(Referring expression data)
━━━━━━━━━━━━━━━━━━━━━━━━━━━━━━

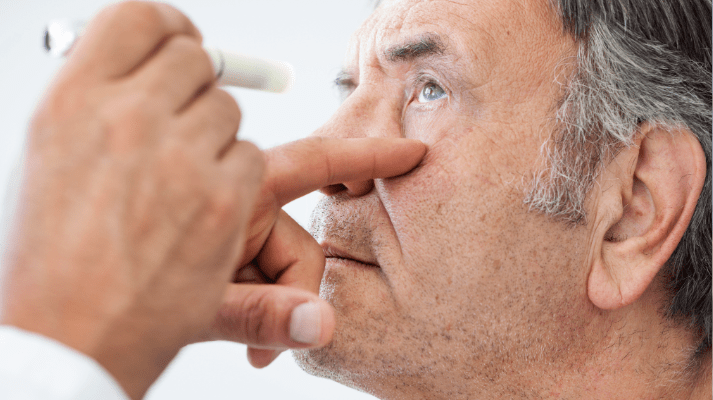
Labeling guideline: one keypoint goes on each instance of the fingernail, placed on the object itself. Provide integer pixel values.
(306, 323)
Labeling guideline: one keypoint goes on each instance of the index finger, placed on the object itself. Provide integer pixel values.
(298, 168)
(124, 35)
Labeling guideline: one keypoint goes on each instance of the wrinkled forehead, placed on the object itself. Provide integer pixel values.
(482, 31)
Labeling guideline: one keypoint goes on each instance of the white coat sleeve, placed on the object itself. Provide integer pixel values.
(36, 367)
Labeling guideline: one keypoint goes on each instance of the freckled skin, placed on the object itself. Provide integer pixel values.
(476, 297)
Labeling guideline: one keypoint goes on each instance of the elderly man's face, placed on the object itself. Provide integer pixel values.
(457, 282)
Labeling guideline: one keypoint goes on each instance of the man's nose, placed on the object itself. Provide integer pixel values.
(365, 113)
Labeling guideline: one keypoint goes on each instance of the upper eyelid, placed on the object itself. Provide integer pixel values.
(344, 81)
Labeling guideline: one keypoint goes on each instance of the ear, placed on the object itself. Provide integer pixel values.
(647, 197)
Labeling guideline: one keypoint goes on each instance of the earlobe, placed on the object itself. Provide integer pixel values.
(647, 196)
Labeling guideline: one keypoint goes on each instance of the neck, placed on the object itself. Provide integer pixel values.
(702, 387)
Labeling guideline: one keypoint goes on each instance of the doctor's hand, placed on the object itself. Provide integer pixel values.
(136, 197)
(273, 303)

━━━━━━━━━━━━━━━━━━━━━━━━━━━━━━

> [WHAT IS BEING ASKED]
Exact copies of the lines from the one holding "of the index" to the end of the entries are all that should be written.

> [SOLUTION BELOW]
Labeling guideline: one keypoint goes on each instance of the index finger, placed on the object itself. Provide integer pixel values.
(298, 168)
(124, 35)
Labeling guideline: one keypoint goes on each instance of the wrinkled forehead, placed on the object itself. Provide integer pixel values.
(482, 31)
Labeling guideline: one keypoint goes on each instance of the white coat sleeve, placed on the object itself. Provide integer pixel values.
(36, 367)
Labeling guideline: one keypoint goes on each instance of the freckled skin, placed on the object itself. Provide integer pixel values.
(476, 297)
Labeling guideline: one keypoint goes on each instance of the elderly man's face, placed on the object itself. Provide integer pixel values.
(457, 282)
Labeling guideline: one keypoint goes on each instance of the man's nose, placed on the object itself. Provide integer pixel values.
(365, 113)
Labeling guideline: one keypoint goes on each instance of the upper eyelid, placed on the object itself. Provide integer pixel values.
(344, 81)
Labeling guideline: one keypoint goes on each instance of the ear, placed on the object itself. Provide integer pixel values.
(647, 197)
Labeling guideline: one keypoint goes on each instance of the earlobe, placed on the object itself. Provide integer pixel values.
(647, 196)
Labeling guideline: one keypoint goes on each instance of the neck, placed on the object itself. Provide integer pixel values.
(702, 387)
Labeling guideline: one keypoint goes on each instance of the doctor's hand, placed on the object itself. Provide integer pixel values.
(136, 197)
(273, 303)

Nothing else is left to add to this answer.